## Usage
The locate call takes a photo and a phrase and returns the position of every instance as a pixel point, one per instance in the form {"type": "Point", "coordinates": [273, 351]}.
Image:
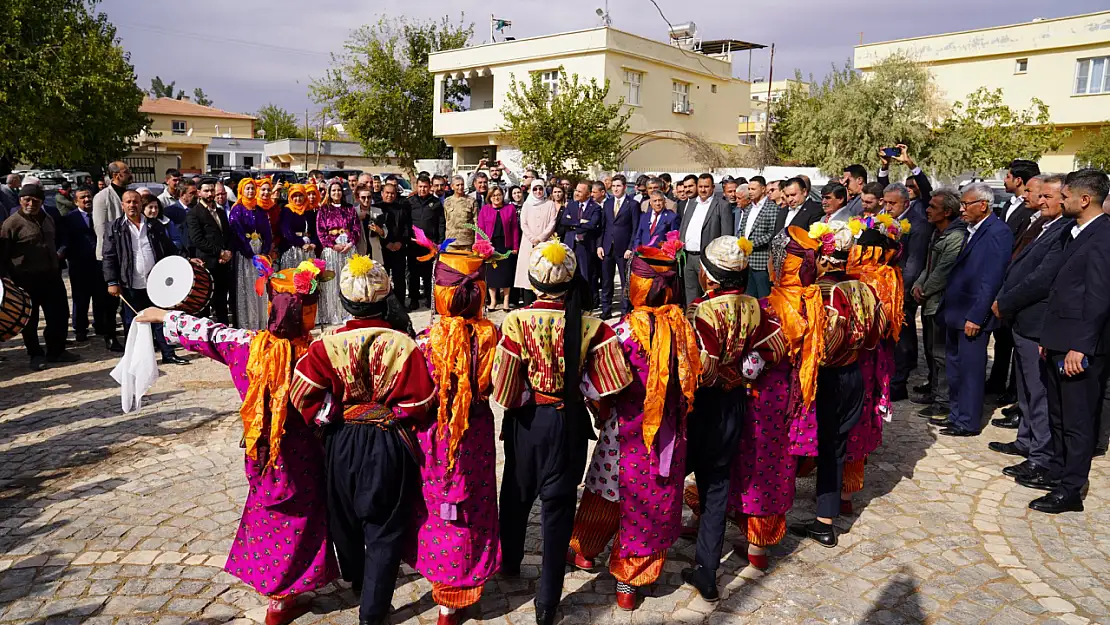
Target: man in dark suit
{"type": "Point", "coordinates": [619, 219]}
{"type": "Point", "coordinates": [707, 217]}
{"type": "Point", "coordinates": [1073, 342]}
{"type": "Point", "coordinates": [972, 285]}
{"type": "Point", "coordinates": [799, 209]}
{"type": "Point", "coordinates": [1017, 217]}
{"type": "Point", "coordinates": [1021, 305]}
{"type": "Point", "coordinates": [211, 238]}
{"type": "Point", "coordinates": [78, 248]}
{"type": "Point", "coordinates": [582, 225]}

* * * * *

AIM: Put each line of the data above into a Markdown table with the columns Row and Line, numbering the rows and skipping any blank lines. Leave the pictures out of the table.

RESULT BELOW:
| Row | Line |
|---|---|
| 1 | ## Usage |
| 2 | The locate call takes a photo and a phrase and returns the position of every instance as a pixel point, one per instance in the form {"type": "Point", "coordinates": [273, 351]}. |
| 3 | Image: |
| 4 | Target: man in dark suit |
| 5 | {"type": "Point", "coordinates": [619, 219]} |
| 6 | {"type": "Point", "coordinates": [707, 217]} |
| 7 | {"type": "Point", "coordinates": [1073, 342]} |
| 8 | {"type": "Point", "coordinates": [972, 285]} |
| 9 | {"type": "Point", "coordinates": [799, 209]} |
| 10 | {"type": "Point", "coordinates": [1017, 217]} |
| 11 | {"type": "Point", "coordinates": [1021, 305]} |
| 12 | {"type": "Point", "coordinates": [211, 238]} |
| 13 | {"type": "Point", "coordinates": [78, 248]} |
| 14 | {"type": "Point", "coordinates": [582, 225]} |